Problem requirements
Each line should be copied exactly.

Data rows
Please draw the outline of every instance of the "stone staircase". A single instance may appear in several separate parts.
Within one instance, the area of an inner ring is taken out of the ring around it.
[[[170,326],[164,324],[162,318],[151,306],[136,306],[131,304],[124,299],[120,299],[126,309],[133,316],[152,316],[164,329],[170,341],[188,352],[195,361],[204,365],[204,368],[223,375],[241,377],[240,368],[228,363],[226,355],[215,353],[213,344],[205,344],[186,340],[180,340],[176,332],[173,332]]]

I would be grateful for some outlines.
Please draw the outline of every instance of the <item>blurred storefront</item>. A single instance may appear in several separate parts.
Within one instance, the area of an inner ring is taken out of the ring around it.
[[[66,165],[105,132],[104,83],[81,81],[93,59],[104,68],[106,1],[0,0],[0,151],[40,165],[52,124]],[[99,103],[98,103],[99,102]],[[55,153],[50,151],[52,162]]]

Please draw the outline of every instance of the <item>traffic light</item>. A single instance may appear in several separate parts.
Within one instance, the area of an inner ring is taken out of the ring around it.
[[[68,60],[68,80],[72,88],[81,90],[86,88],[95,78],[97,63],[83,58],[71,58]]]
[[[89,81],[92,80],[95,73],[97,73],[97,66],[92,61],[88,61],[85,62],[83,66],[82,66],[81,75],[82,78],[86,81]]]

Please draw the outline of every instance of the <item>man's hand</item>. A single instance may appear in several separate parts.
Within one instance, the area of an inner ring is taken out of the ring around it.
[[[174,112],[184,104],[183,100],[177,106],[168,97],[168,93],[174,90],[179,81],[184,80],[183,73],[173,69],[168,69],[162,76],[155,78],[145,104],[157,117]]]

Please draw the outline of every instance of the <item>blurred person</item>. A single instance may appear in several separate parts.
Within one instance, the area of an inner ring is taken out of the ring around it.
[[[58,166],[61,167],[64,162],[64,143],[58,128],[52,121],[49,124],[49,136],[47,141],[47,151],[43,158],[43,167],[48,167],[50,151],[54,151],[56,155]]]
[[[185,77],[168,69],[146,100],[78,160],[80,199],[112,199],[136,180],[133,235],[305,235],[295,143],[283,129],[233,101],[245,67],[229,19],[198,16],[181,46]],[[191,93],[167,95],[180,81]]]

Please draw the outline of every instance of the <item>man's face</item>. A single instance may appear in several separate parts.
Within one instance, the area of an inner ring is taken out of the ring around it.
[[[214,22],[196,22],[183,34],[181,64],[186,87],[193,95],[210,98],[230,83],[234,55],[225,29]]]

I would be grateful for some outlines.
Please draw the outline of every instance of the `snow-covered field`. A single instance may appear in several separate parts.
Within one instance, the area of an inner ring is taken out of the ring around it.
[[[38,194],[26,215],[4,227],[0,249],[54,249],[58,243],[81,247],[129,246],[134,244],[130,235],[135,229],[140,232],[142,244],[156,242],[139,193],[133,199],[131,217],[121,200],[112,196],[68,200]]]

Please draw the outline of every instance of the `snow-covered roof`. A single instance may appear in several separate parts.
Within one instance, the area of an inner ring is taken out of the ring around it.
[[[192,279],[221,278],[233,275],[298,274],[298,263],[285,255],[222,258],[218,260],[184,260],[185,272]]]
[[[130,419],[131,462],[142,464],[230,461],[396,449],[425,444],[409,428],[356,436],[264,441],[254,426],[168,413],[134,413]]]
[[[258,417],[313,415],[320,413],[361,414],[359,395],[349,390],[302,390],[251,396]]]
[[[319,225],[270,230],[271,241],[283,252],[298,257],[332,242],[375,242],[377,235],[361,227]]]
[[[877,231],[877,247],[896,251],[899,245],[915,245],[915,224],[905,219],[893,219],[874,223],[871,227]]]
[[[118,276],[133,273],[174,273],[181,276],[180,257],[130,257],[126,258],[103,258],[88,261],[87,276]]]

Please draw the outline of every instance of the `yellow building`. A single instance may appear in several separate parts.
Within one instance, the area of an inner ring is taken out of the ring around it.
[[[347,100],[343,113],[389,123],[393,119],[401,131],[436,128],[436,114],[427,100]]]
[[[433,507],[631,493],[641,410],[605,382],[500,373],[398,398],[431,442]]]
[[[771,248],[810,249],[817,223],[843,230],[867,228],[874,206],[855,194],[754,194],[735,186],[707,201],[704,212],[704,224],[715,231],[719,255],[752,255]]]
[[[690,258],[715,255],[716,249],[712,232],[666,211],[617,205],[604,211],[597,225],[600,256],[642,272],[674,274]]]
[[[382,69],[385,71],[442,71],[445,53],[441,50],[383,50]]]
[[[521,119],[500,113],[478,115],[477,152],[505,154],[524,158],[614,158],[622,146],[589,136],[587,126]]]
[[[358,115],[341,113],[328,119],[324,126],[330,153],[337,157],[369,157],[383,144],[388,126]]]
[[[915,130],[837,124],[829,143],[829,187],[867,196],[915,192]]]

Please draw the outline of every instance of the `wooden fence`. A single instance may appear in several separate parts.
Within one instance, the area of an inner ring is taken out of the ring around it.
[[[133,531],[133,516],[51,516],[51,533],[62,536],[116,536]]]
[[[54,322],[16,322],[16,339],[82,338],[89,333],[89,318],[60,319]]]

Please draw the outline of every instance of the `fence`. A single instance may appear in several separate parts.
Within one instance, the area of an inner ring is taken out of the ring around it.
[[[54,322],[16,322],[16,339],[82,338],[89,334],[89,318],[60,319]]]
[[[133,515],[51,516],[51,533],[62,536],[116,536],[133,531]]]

Answer to the exercise
Please draw the outline of every instance of the "stone staircase". A single instance may appear in several separate parts.
Within one instance, the area of an inner ring is taken out of the ring around it.
[[[170,326],[164,324],[162,318],[151,306],[136,306],[131,304],[124,299],[120,299],[126,309],[133,316],[152,316],[164,329],[170,341],[188,352],[195,361],[204,365],[204,368],[223,375],[241,377],[240,368],[228,363],[226,355],[215,353],[213,344],[205,344],[186,340],[180,340],[176,332],[173,332]]]

I would be grateful for some outlines.
Please draw the outline of every instance of the <item>blurred storefront</item>. A single instance may appear in several separate parts.
Within one instance, the area of an inner ring is taken out of the ring around it.
[[[66,165],[105,132],[104,83],[81,81],[93,59],[104,68],[106,1],[0,0],[0,151],[40,165],[52,124]],[[99,103],[98,103],[99,102]],[[55,153],[50,151],[52,162]]]

Please draw the outline of every instance of the <item>traffic light</item>. A single instance may appear in several separate parts.
Within one instance, the area of an inner ring is taken out of the ring around it.
[[[68,60],[68,80],[72,88],[81,90],[86,88],[95,78],[97,63],[83,58],[71,58]]]
[[[89,81],[92,80],[95,73],[97,73],[97,66],[92,61],[88,61],[85,62],[83,66],[82,66],[81,75],[82,78],[86,81]]]

Please draw the outline of every instance of the <item>man's hand</item>. A single instance may appear in several separate parts.
Within one instance, the area of an inner ring is taken out of the ring around it.
[[[174,112],[184,104],[183,100],[177,106],[168,97],[168,93],[174,90],[179,81],[184,80],[183,73],[173,69],[168,69],[162,76],[155,78],[145,104],[157,117]]]

Please draw the outline of every instance of the <item>blurred person</item>. A single instance may appear in several separate parts.
Within one instance, the area of an inner ring is taken out of the ring around it.
[[[58,166],[61,167],[64,162],[64,143],[58,128],[52,121],[49,124],[49,136],[47,141],[47,151],[43,158],[43,167],[48,167],[50,151],[54,151],[56,155]]]
[[[185,77],[168,69],[146,100],[78,160],[80,199],[112,199],[136,180],[133,235],[305,235],[295,143],[283,129],[233,101],[245,67],[229,19],[198,16],[181,46]],[[191,93],[167,95],[180,81]]]

Please draw the outline of every instance of the <item>man's face</item>. A single instance may appear in several separate parts.
Within one instance, the area of an inner ring is taken out of the ring around it.
[[[214,22],[196,22],[183,34],[181,64],[186,87],[193,95],[210,98],[230,83],[234,55],[225,29]]]

I would be grateful for some outlines.
Please draw the outline of every instance of the `snow-covered field`. A single instance may appear in several separate parts.
Within one instance, the area of an inner ring is taken out of the ring around it.
[[[38,194],[26,215],[4,227],[0,249],[54,249],[58,243],[81,247],[129,246],[134,244],[130,235],[135,229],[140,232],[142,244],[156,242],[139,193],[133,199],[131,217],[121,200],[112,196],[68,200]]]

Please draw the outline of every instance of the `snow-covered roof`. A single instance may appear in several separate parts.
Within one instance, the area of an inner ring is taken out of the ring around it.
[[[192,279],[221,278],[233,275],[298,274],[298,263],[285,255],[222,258],[218,260],[184,260],[185,272]]]
[[[130,419],[131,462],[142,464],[230,461],[396,449],[425,444],[409,428],[356,436],[264,441],[254,426],[168,413],[134,413]]]
[[[258,417],[313,415],[320,413],[361,414],[359,395],[349,390],[302,390],[251,396]]]
[[[319,225],[270,230],[271,241],[283,252],[298,257],[332,242],[375,242],[377,235],[361,227]]]
[[[877,231],[877,247],[896,251],[899,245],[915,245],[915,224],[905,219],[893,219],[874,223],[871,227]]]
[[[118,276],[133,273],[174,273],[181,276],[180,257],[130,257],[126,258],[103,258],[88,261],[87,276]]]

Please draw the outline of every instance of the `yellow building`. A single instance may appear in several separate parts.
Within one instance, the area of an inner ring is taken out of the ring around it.
[[[347,100],[343,113],[389,123],[393,119],[401,131],[436,128],[436,114],[427,100]]]
[[[433,507],[631,493],[641,410],[605,382],[500,373],[398,398],[431,442]]]
[[[771,248],[810,249],[817,223],[843,230],[867,228],[874,206],[855,194],[754,194],[735,186],[707,201],[704,212],[704,224],[715,231],[719,255],[752,255]]]
[[[690,258],[715,255],[716,249],[712,232],[666,211],[617,205],[604,211],[597,225],[600,256],[642,272],[674,274]]]
[[[382,69],[385,71],[442,71],[445,53],[441,50],[383,50]]]
[[[521,119],[500,113],[478,115],[477,152],[505,154],[524,158],[614,158],[622,146],[589,136],[587,126]]]
[[[358,115],[341,113],[328,119],[324,126],[330,153],[337,157],[369,157],[383,144],[388,126]]]
[[[915,130],[837,124],[829,143],[829,187],[867,196],[915,192]]]

Please draw the outline of every instance of the `wooden fence`. A single instance may appear in several separate parts.
Within one instance, the area of an inner ring is taken out of the ring around it.
[[[133,531],[133,516],[51,516],[51,533],[62,536],[116,536]]]
[[[54,322],[16,322],[16,339],[82,338],[89,333],[89,318],[60,319]]]

Please draw the outline of every instance of the `fence`. A single instance may appear in several separate parts.
Within one instance, the area of an inner ring is taken out of the ring around it.
[[[54,322],[16,322],[16,339],[82,338],[89,334],[89,318],[60,319]]]
[[[133,515],[51,516],[51,533],[62,536],[116,536],[133,531]]]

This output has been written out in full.